═════ Data in this exercise ═════
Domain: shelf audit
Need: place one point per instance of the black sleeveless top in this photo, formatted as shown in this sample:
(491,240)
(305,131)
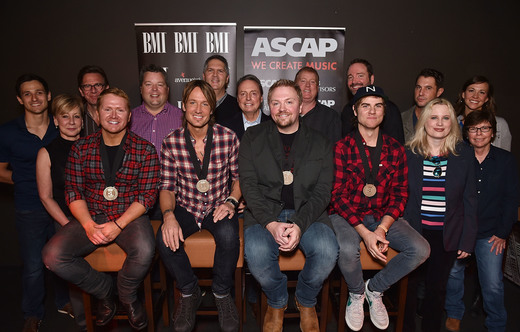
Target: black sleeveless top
(58,151)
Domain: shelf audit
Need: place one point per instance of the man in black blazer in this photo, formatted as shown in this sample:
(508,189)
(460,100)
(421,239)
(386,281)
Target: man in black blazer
(286,175)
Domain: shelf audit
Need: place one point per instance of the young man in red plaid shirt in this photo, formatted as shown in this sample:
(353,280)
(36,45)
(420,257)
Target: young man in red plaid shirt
(368,198)
(111,179)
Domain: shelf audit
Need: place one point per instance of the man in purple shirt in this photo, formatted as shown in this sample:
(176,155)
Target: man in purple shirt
(156,118)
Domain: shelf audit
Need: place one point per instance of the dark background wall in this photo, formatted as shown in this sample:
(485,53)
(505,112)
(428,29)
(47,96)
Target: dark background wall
(461,38)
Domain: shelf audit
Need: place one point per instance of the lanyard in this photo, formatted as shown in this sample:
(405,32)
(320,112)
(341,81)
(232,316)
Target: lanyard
(201,173)
(370,174)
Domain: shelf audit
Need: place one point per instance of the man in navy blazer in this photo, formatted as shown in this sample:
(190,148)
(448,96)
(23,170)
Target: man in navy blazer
(286,175)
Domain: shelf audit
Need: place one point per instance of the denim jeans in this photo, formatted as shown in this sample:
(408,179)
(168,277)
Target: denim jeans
(225,233)
(320,248)
(413,251)
(490,276)
(64,254)
(34,229)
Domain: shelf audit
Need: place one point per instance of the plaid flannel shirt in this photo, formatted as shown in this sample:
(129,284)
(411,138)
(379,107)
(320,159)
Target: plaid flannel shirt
(391,182)
(178,174)
(136,180)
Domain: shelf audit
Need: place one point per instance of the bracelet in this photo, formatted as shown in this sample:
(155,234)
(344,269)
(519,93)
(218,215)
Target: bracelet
(232,200)
(117,225)
(383,228)
(167,210)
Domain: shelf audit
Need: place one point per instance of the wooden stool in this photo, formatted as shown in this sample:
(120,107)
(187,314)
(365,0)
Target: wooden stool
(370,263)
(200,248)
(295,261)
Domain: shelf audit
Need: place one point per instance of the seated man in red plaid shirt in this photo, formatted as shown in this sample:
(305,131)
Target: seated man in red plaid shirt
(111,179)
(200,190)
(369,195)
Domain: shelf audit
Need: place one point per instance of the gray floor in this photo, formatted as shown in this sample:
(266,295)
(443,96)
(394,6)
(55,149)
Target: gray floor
(12,319)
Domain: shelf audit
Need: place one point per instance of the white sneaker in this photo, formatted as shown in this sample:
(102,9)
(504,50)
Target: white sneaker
(378,313)
(354,314)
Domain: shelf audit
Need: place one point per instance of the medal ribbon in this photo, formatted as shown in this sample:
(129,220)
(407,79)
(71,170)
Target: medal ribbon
(201,173)
(111,170)
(370,174)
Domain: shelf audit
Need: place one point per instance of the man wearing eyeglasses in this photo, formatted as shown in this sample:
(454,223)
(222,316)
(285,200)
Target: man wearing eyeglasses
(92,80)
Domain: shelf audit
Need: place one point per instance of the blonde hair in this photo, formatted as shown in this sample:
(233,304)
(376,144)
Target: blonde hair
(419,142)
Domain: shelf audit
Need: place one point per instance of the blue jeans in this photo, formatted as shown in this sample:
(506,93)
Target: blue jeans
(320,248)
(490,276)
(454,303)
(413,251)
(64,255)
(177,263)
(34,229)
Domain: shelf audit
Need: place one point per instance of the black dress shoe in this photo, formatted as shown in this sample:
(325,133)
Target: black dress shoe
(136,315)
(106,310)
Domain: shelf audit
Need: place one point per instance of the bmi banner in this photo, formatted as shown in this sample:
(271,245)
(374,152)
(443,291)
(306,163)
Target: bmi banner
(181,50)
(272,53)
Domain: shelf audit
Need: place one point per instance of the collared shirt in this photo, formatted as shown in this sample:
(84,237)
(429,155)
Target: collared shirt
(178,174)
(19,148)
(154,128)
(391,182)
(324,120)
(248,124)
(498,193)
(136,179)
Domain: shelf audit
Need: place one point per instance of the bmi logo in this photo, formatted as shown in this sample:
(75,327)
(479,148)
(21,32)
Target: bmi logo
(154,42)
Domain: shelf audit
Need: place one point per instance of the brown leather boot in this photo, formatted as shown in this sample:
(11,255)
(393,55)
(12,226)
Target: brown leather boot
(308,318)
(273,321)
(453,324)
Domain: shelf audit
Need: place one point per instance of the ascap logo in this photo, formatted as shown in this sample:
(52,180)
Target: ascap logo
(154,42)
(294,47)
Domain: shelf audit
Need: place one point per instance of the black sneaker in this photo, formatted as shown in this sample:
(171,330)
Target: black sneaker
(184,318)
(227,314)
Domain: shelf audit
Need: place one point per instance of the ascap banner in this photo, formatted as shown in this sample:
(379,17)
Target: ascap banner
(181,50)
(272,53)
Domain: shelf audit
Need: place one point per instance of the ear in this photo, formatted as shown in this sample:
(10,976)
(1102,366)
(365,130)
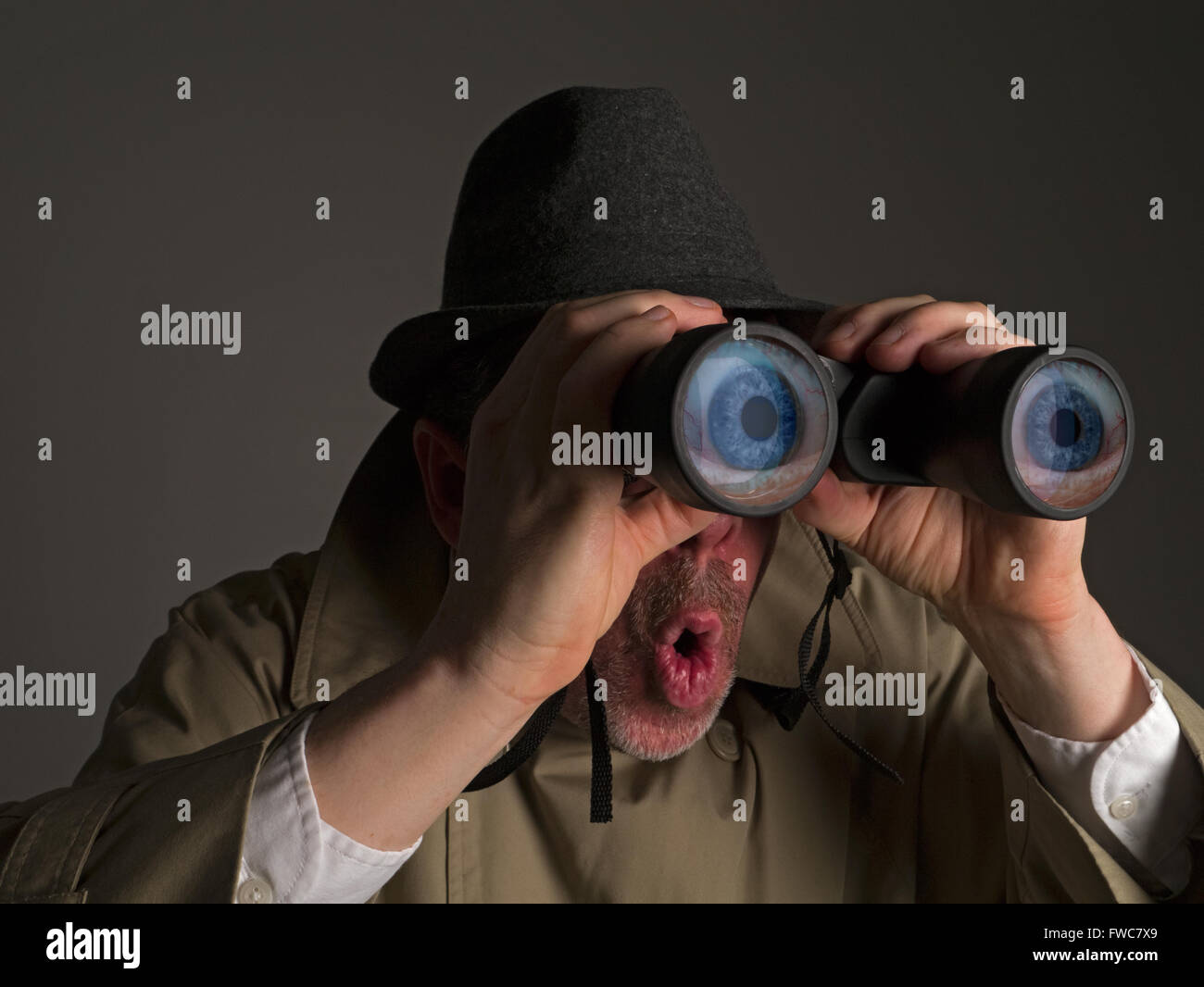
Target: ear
(444,464)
═════
What you need to do >> Pick out every line in the data above that contains the word "denim" and copy each one.

In response >>
Need: place one point per instance of the denim jeans in this photo, formatted as shown in this sample:
Target: denim jeans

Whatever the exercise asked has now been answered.